AIM OF THE TASK: Starting at the row that contains "Exercise. Put one point on every instance of the blue" and continuing through the last row below, put each row into a two-column CSV with the columns request and answer. Enclose each field in quotes and replace line breaks with spaces.

···

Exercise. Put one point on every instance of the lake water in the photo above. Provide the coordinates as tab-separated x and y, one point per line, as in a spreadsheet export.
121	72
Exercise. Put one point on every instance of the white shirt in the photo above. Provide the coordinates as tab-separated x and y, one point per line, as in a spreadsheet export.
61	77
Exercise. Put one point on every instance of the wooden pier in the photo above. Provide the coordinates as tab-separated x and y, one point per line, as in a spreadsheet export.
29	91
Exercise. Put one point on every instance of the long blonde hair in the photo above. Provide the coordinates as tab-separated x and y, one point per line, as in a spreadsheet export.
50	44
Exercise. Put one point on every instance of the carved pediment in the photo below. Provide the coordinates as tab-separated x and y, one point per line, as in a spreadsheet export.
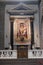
21	9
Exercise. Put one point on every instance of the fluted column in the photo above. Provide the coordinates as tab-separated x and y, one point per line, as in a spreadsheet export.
11	32
32	31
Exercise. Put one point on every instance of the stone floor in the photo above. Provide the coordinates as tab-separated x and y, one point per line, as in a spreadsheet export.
21	62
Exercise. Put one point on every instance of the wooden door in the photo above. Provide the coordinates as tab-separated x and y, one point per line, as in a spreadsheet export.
22	52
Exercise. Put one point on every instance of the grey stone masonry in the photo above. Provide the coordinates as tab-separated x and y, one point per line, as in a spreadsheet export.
2	14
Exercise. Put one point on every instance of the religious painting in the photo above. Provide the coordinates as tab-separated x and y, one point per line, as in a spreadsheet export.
22	31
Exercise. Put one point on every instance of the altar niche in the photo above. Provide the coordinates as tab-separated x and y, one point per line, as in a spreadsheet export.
21	33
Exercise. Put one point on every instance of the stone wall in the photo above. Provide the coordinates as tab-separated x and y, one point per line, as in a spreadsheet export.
2	10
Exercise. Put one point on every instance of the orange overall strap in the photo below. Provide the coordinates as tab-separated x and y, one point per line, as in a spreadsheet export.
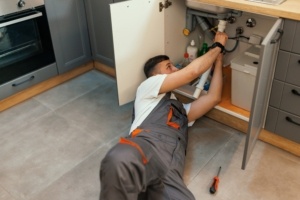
169	123
125	141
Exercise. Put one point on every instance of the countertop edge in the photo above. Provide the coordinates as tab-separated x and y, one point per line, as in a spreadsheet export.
289	9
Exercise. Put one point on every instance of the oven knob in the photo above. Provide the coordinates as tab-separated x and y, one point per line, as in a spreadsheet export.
21	3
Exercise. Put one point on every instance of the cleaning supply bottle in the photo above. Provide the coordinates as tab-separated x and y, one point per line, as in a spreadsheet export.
185	61
203	50
192	50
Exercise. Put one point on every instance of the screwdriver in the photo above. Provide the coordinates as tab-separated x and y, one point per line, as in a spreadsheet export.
214	186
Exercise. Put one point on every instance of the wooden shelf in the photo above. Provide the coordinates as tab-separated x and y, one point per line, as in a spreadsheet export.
226	95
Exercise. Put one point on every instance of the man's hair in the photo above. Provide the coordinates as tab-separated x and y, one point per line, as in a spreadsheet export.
152	62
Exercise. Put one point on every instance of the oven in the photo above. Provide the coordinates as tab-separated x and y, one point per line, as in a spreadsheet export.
26	51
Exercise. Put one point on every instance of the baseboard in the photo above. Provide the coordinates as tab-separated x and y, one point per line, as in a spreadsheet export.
43	86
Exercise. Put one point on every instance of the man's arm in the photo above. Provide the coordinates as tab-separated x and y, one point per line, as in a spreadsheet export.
206	102
194	69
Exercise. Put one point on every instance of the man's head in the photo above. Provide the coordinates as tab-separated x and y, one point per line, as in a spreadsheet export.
158	65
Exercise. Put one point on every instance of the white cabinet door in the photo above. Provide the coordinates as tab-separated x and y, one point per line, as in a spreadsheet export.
138	34
140	30
262	89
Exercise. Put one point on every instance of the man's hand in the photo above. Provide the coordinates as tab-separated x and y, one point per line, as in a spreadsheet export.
221	37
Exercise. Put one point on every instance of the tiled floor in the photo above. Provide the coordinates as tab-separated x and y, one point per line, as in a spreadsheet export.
51	147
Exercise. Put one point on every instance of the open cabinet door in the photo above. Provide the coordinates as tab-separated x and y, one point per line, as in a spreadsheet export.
138	34
262	89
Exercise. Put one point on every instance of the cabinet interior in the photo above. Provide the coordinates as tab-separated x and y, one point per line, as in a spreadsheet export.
263	26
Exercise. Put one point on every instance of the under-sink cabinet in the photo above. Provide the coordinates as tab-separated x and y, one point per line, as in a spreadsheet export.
142	29
283	116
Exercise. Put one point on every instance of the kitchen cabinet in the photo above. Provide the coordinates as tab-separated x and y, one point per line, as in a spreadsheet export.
69	32
283	116
100	31
141	30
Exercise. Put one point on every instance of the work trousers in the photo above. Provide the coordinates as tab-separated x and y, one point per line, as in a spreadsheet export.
148	164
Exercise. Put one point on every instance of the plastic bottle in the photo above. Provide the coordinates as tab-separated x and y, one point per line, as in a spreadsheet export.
185	61
192	50
203	50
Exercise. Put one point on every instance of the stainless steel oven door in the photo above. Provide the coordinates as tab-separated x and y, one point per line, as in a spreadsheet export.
19	38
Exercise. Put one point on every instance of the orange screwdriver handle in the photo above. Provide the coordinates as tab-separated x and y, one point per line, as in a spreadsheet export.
214	187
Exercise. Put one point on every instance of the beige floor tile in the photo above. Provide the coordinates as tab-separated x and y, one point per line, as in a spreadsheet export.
42	152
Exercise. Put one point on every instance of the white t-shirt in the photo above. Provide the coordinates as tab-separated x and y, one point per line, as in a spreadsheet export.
147	97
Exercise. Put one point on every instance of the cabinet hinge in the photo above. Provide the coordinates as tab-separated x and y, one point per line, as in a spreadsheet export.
164	5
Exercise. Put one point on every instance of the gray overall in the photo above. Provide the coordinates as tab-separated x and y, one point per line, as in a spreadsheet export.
148	164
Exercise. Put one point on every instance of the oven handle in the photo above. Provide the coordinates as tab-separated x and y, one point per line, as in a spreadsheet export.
37	14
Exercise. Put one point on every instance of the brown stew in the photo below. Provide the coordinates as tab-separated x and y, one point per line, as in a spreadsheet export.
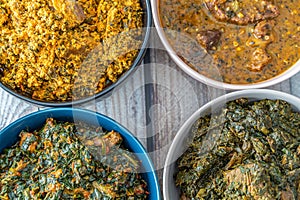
235	41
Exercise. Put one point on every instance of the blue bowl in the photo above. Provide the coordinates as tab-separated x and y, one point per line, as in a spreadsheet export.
10	135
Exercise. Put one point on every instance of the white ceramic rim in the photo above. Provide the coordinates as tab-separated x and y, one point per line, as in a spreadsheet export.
211	82
251	93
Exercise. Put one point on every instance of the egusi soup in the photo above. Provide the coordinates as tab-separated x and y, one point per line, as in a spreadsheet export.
235	41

···

EXERCISE SOLUTION:
request,answer
"Exercise. Put one point on every instance of the blue bowl in the photo above. Provide the coordinates as tab-separated x and y, one point per line, as in a spreadsheet export.","10	135"
"Exercise. Put one point on every instance of the white ceramic rim in the photo above. Provide the coordinates as tab-separated x and y, one point per line, as in a spreadsheet export.","211	82 251	93"
"Exercise. Put one point on every instance of the egusi soup in the photo above. Provide the coordinates as tab-separated x and y, one point per line, as in a spreadsheet export.","235	41"